## Your goal
Rewrite the material starting at the line containing "-- select a point on the treeline, one" and ending at the line containing "[(512, 165), (105, 158)]", with "treeline" changed to "forest edge" and nothing else altered. Give only those lines.

A block of data
◇ ◇ ◇ ◇
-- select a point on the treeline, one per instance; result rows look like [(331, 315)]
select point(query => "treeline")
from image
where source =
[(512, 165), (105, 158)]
◇ ◇ ◇ ◇
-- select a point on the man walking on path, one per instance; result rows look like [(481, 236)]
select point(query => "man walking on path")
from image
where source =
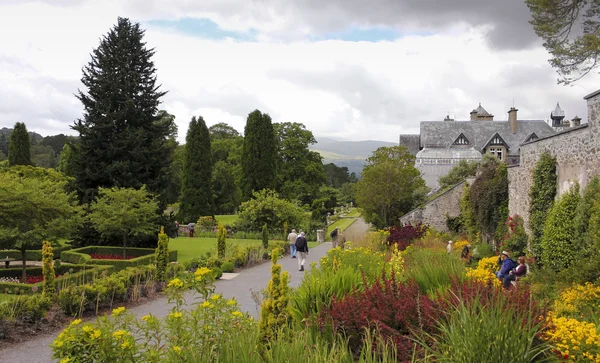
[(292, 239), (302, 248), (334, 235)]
◇ ◇ ◇ ◇
## Output
-- select a point on the forest edge, one per instance; result rows look like [(331, 315)]
select point(query => "forest edge")
from image
where source =
[(512, 165), (105, 158)]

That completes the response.